**TEXTE FOURNI:**
§ §

Ce fut La Fayette qui, par son ami, le député Emmery, poussa l’Assemblée aux mesures fausses et violentes qu’elle prit contre l’armée, se faisant partie, et non juge. — Partie, au profit de qui ? De la contre-révolution.

Le 6 août, La Fayette fit proposer par Emmery, décréter par l’Assemblée, que, pour vérifier les comptes tenus par les officiers, le roi nommerait des inspecteurs choisis parmi les officiers, qu’on n’infligerait aux soldats de congés infamants qu’après un jugement selon les formes anciennes, c’est-à-dire porté par les officiers. Le soldat avait son recours au roi, c’est-à-dire au ministre (officier lui-même), ou bien à l’Assemblée nationale, qui apparemment allait quitter ses travaux immenses pour se faire juge des soldats.

§ §

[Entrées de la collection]
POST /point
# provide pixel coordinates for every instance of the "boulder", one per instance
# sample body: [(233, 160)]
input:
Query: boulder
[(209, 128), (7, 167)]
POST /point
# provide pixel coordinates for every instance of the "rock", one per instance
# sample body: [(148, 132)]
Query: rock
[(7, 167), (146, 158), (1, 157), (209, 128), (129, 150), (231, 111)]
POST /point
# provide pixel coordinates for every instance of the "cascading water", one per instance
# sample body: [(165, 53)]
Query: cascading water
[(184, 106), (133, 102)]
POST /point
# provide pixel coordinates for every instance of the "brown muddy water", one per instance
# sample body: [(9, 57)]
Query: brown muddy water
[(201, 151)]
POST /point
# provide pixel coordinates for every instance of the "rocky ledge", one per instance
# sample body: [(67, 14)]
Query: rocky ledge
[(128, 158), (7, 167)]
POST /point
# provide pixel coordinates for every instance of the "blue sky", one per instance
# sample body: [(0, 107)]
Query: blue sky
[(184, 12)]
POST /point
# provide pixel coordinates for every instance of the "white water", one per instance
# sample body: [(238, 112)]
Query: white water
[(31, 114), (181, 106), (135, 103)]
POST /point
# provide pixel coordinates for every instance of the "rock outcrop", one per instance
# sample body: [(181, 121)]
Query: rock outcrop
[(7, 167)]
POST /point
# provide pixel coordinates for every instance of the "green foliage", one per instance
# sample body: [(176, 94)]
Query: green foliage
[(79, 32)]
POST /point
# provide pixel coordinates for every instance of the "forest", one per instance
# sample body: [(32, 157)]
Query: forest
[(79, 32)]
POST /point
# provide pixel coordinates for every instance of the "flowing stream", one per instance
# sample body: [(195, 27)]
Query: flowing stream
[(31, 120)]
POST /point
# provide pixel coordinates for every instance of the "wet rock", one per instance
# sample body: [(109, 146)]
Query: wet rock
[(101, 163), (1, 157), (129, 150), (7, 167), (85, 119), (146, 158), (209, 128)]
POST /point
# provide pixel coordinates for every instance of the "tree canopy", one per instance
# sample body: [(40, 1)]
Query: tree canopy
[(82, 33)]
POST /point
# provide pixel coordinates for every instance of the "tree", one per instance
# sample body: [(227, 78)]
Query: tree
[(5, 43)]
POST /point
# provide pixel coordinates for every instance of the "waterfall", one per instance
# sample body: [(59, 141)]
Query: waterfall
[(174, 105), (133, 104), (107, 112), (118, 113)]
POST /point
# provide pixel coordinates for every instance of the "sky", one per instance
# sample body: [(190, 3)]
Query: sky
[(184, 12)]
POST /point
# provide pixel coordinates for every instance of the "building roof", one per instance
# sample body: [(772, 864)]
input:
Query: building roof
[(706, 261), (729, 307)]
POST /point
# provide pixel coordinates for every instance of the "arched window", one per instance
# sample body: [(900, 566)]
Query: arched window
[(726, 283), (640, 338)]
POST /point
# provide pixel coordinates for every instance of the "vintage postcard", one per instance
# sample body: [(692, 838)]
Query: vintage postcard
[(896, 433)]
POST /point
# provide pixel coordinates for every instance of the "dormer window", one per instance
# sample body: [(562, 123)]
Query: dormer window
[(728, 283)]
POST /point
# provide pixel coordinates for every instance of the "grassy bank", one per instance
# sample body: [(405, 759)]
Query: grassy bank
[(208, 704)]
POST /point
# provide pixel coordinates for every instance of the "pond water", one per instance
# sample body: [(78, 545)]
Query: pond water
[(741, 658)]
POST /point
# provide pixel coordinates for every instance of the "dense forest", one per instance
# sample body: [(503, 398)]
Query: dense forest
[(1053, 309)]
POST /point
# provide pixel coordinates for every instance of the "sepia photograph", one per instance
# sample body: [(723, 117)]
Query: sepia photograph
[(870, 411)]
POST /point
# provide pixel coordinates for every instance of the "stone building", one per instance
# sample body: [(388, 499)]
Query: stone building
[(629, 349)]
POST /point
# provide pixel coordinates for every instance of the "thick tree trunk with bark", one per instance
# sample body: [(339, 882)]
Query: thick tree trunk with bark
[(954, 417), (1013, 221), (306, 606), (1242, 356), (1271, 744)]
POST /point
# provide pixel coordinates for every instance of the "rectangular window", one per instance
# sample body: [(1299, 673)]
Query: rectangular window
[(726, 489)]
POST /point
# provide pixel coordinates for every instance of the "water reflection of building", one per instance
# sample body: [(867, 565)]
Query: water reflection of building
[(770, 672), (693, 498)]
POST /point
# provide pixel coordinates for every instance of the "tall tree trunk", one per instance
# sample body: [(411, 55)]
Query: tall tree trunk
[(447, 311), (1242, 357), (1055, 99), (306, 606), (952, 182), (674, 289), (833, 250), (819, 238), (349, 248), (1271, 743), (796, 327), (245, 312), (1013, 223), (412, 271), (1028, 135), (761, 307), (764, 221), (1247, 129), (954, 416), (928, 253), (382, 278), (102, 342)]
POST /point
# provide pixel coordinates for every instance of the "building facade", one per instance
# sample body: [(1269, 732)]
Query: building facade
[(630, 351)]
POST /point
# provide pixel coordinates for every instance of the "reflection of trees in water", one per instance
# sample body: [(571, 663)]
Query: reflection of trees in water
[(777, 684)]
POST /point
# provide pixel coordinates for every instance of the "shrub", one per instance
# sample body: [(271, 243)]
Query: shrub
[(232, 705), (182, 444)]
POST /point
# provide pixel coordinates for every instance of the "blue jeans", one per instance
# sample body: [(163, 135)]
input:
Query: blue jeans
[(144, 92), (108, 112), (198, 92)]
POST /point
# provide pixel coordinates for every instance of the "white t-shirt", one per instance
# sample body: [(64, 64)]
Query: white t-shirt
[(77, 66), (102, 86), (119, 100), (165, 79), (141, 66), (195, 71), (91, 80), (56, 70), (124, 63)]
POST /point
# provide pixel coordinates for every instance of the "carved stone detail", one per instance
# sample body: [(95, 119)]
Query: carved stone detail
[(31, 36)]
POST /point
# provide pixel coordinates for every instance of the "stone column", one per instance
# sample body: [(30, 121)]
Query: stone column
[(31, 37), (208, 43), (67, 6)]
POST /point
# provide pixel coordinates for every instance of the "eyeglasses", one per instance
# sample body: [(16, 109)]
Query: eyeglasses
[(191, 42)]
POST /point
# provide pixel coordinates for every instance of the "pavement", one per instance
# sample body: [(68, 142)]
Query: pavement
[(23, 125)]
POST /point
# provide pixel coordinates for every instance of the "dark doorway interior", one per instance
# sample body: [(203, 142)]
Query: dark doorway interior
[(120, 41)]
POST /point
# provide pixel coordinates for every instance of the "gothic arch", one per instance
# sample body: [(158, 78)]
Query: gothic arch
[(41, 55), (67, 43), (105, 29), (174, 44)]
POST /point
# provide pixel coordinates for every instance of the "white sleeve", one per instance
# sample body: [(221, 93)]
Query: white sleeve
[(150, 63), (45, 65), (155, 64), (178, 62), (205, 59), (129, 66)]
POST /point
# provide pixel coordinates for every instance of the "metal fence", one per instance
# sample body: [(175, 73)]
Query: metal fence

§ §

**TRAVAIL À RÉALISER:**
1) Reproduisez à l'identique le passage du texte sur La Fayette et l'armée qui commence à « Ce fut La Fayette » et se termine à « De la contre-révolution. ».
2) Rédigez la suite du texte sur La Fayette et les mesures de l'Assemblée contre l'armée, à partir de sa dernière phrase.

**RÉPONSES AUX CONSIGNES:**
1)
Ce fut La Fayette qui, par son ami, le député Emmery, poussa l’Assemblée aux mesures fausses et violentes qu’elle prit contre l’armée, se faisant partie, et non juge. — Partie, au profit de qui ? De la contre-révolution.

2)
Ce décret n’était qu’une arme qu’on se ménageait. On avait hâte de frapper un coup. Rendu le 6, il fut sanctionné le 7 par le roi. Le 8, M. de La Fayette écrivit à M. de Bouille, qui devait frapper le coup. C’est le mot même dont il se sert, qu’il répète plusieurs fois[1].

  1. Mémoires de La Fayette, lettre portant la date du 18 août 1790, t. III, p. 135. — Je regrette que les historiens français et suisses aient généralement ou omis ou défiguré l’affaire de Châteauvieux.